Even before the Coronavirus surfaced in China there was lower manufacturing factory activity within the Chinese economy [2]

The necessary response within China to control the spread of the Coronavirus has been to shut down most commerce.  Factories, schools &  businesses throughout China are empty as various containment measures are underway.

The direct result of this response is a severe drop in economic activity.  Many analysts are speculating about how this cessation of production might impact supply chains that use Chinese component goods.  Obviously, with manufacturing facilities closed any downstream multinational company relying on those products may have supply issues as soon as existing inventories deplete.

There is a natural lag before the manufacturing void hits the consumer market; however, the financial markets are forward looking and they are already reflecting severe drops in stock prices, depending on the dependency/exposure of the company and/or sector.

**LISTED RECORDS**
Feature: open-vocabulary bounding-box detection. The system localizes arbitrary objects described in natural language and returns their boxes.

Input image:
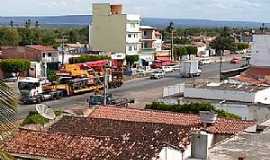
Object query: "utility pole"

[219,50,223,82]
[103,66,109,106]
[55,35,67,65]
[171,28,174,60]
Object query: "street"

[17,63,244,119]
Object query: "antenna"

[36,104,56,120]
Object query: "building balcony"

[141,48,156,54]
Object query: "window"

[134,45,138,51]
[143,31,147,36]
[130,23,136,28]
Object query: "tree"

[9,20,14,28]
[210,27,235,55]
[0,28,20,46]
[0,80,17,160]
[126,55,139,66]
[0,59,30,78]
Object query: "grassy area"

[22,111,63,126]
[146,102,241,119]
[22,111,49,125]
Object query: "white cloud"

[0,0,270,22]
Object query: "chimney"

[191,132,208,160]
[200,111,217,126]
[111,4,122,15]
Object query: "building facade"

[90,3,140,55]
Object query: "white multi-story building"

[250,34,270,67]
[126,15,141,55]
[89,3,141,55]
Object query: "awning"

[156,57,171,61]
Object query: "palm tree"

[0,80,17,160]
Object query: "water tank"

[111,4,122,15]
[200,111,217,124]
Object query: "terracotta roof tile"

[4,130,165,160]
[235,67,270,85]
[26,45,56,52]
[4,107,254,160]
[90,107,255,134]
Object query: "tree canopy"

[210,27,235,52]
[0,59,30,77]
[0,26,89,46]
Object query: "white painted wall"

[159,147,183,160]
[184,87,255,103]
[250,35,270,67]
[255,87,270,104]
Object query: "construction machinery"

[19,60,123,103]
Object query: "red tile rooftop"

[4,130,165,160]
[26,45,56,52]
[90,107,255,135]
[4,107,255,160]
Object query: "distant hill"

[0,15,270,28]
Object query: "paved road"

[18,63,243,118]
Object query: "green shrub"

[22,111,49,125]
[146,102,241,119]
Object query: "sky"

[0,0,270,23]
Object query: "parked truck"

[18,61,123,103]
[180,60,201,78]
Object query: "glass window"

[134,45,138,51]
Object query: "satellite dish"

[36,104,56,120]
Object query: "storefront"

[111,53,126,67]
[155,50,171,61]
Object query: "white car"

[150,70,165,79]
[162,66,173,73]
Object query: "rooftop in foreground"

[209,124,270,160]
[4,107,254,160]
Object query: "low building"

[0,45,59,76]
[4,107,254,160]
[209,121,270,160]
[184,83,270,104]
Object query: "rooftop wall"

[250,35,270,67]
[184,87,255,103]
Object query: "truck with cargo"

[180,60,201,78]
[18,60,123,103]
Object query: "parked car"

[231,57,241,64]
[162,66,173,73]
[150,70,165,79]
[136,68,146,76]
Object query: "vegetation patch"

[146,102,241,119]
[22,111,63,126]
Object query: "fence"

[163,84,185,97]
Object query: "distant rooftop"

[209,120,270,160]
[188,82,267,93]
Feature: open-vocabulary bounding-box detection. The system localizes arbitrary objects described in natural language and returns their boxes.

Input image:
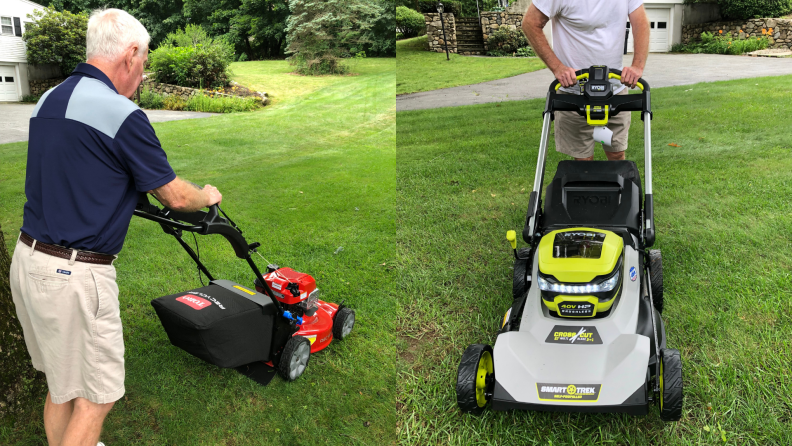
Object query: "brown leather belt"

[19,232,115,265]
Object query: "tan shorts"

[555,88,632,158]
[11,241,124,404]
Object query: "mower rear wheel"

[333,307,355,341]
[456,344,495,415]
[649,249,663,314]
[277,336,311,381]
[659,348,684,421]
[512,248,531,299]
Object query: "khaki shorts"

[555,88,632,158]
[11,241,124,404]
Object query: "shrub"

[149,25,233,88]
[418,0,462,17]
[138,87,165,110]
[487,26,528,53]
[286,0,382,75]
[396,6,426,39]
[718,0,792,20]
[22,8,88,76]
[184,94,261,113]
[671,31,770,55]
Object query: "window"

[0,17,14,36]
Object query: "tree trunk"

[0,228,46,419]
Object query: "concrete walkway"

[396,53,792,111]
[0,102,217,144]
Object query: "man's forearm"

[151,177,209,212]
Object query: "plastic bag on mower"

[151,280,278,385]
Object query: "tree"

[22,8,88,75]
[286,0,384,75]
[0,228,45,419]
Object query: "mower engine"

[256,265,319,316]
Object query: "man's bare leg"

[58,398,115,446]
[44,392,74,446]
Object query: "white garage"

[626,1,682,53]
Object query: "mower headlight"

[539,269,621,294]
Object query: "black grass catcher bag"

[151,280,278,368]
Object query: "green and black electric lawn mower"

[456,66,683,421]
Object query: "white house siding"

[0,0,44,101]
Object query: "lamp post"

[437,2,451,60]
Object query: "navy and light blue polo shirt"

[22,63,176,254]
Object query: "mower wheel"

[649,249,663,314]
[333,307,355,341]
[512,248,531,299]
[278,336,311,381]
[659,348,684,421]
[457,344,495,415]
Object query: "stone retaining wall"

[142,79,270,105]
[682,19,792,49]
[481,11,523,51]
[30,79,66,96]
[424,12,457,53]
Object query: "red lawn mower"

[135,194,355,385]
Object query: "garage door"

[627,8,671,53]
[0,65,19,101]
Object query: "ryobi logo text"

[536,383,602,402]
[572,195,610,206]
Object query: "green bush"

[396,6,426,38]
[149,25,234,88]
[487,25,528,53]
[138,87,165,110]
[418,0,462,17]
[671,31,770,55]
[22,8,88,76]
[184,94,261,113]
[718,0,792,20]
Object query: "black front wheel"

[456,344,495,415]
[659,348,684,421]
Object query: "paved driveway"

[396,53,792,111]
[0,102,217,144]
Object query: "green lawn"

[231,59,380,105]
[396,36,545,94]
[0,59,397,445]
[396,76,792,446]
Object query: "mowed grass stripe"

[397,76,792,446]
[396,36,545,94]
[0,59,396,445]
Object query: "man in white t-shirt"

[522,0,649,161]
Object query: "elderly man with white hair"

[10,9,222,446]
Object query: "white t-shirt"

[533,0,643,94]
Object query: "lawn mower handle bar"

[134,193,283,312]
[523,69,655,248]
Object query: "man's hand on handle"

[149,177,223,212]
[552,62,577,87]
[622,66,643,88]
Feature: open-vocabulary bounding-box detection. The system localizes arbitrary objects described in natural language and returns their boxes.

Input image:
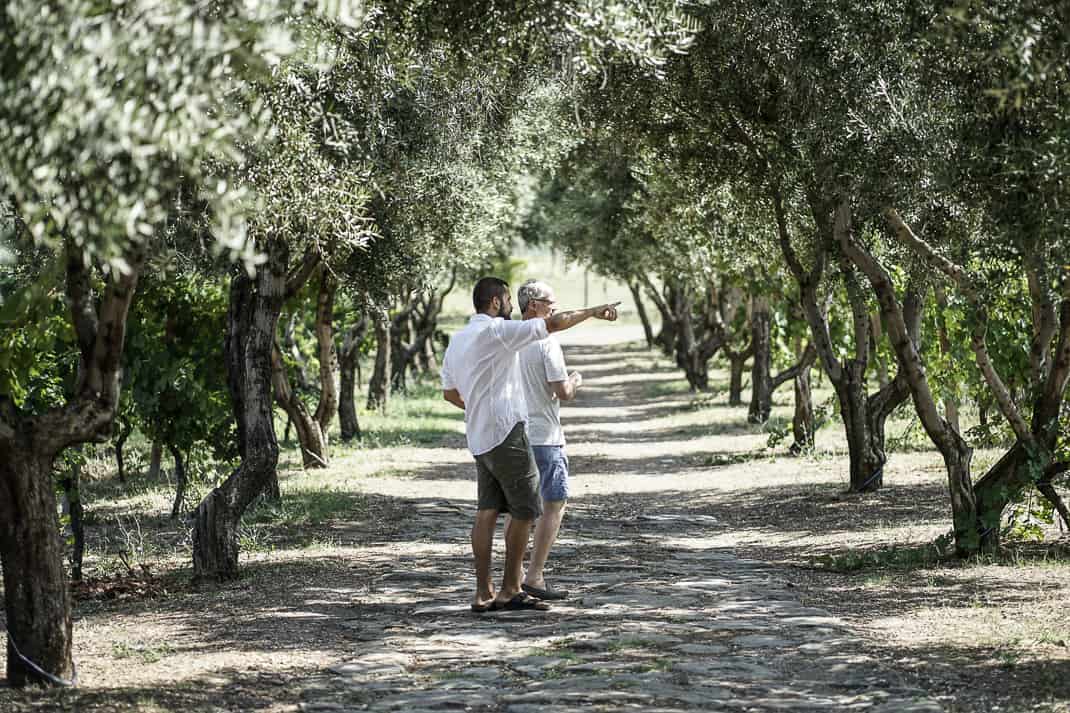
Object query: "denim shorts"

[532,445,568,502]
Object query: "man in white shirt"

[442,277,620,612]
[517,279,583,600]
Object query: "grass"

[111,641,178,664]
[815,543,951,583]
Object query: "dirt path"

[286,329,941,713]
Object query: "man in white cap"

[442,272,620,612]
[517,279,583,600]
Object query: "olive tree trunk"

[840,214,983,557]
[789,339,817,455]
[367,310,391,411]
[338,316,368,443]
[628,280,655,349]
[773,192,910,492]
[747,295,774,423]
[193,240,289,580]
[0,444,75,687]
[60,464,86,581]
[167,443,186,520]
[884,208,1070,550]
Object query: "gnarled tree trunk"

[628,282,655,349]
[60,464,86,581]
[193,240,289,580]
[116,421,134,483]
[0,241,144,686]
[747,295,774,423]
[167,443,186,520]
[0,441,75,686]
[367,310,391,411]
[338,316,368,443]
[773,192,910,492]
[789,339,817,455]
[840,214,983,557]
[272,346,327,469]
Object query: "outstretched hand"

[595,302,621,322]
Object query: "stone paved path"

[301,334,942,713]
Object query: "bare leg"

[472,510,498,606]
[524,500,567,589]
[498,517,532,604]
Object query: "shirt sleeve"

[439,347,457,391]
[490,318,550,351]
[542,339,568,383]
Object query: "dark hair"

[472,277,509,312]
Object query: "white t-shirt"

[520,334,568,445]
[442,315,550,455]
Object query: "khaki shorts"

[475,422,542,520]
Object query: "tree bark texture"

[149,441,164,483]
[60,465,86,581]
[747,295,773,423]
[0,241,144,686]
[167,444,186,520]
[193,241,289,580]
[116,422,134,484]
[884,208,1070,549]
[724,346,752,406]
[639,274,676,357]
[0,447,75,687]
[840,219,983,557]
[338,316,368,443]
[271,346,328,469]
[773,192,910,492]
[316,270,338,432]
[789,339,817,455]
[367,310,391,412]
[628,282,655,349]
[935,284,962,434]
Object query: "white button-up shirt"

[520,335,568,445]
[442,315,549,455]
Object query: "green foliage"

[123,269,236,465]
[0,0,288,271]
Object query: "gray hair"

[517,279,553,313]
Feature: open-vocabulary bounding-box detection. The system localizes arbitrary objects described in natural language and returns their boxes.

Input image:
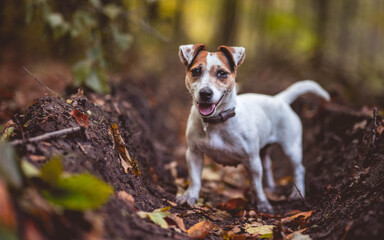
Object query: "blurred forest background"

[0,0,384,139]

**WORK INSTRUCTION**
Answer these questions from the passage on the Coronavirus and China's economy.
(a) What was already lower within the Chinese economy before the Coronavirus surfaced in China?
(b) Which places does the passage say are empty throughout China?
(c) What are the financial markets already reflecting?
None of the lines is needed for what is asked here.

**OUTPUT FOR THIS EXERCISE**
(a) Manufacturing factory activity.
(b) Factories, schools and businesses.
(c) Severe drops in stock prices, depending on the dependency or exposure of the company and/or sector.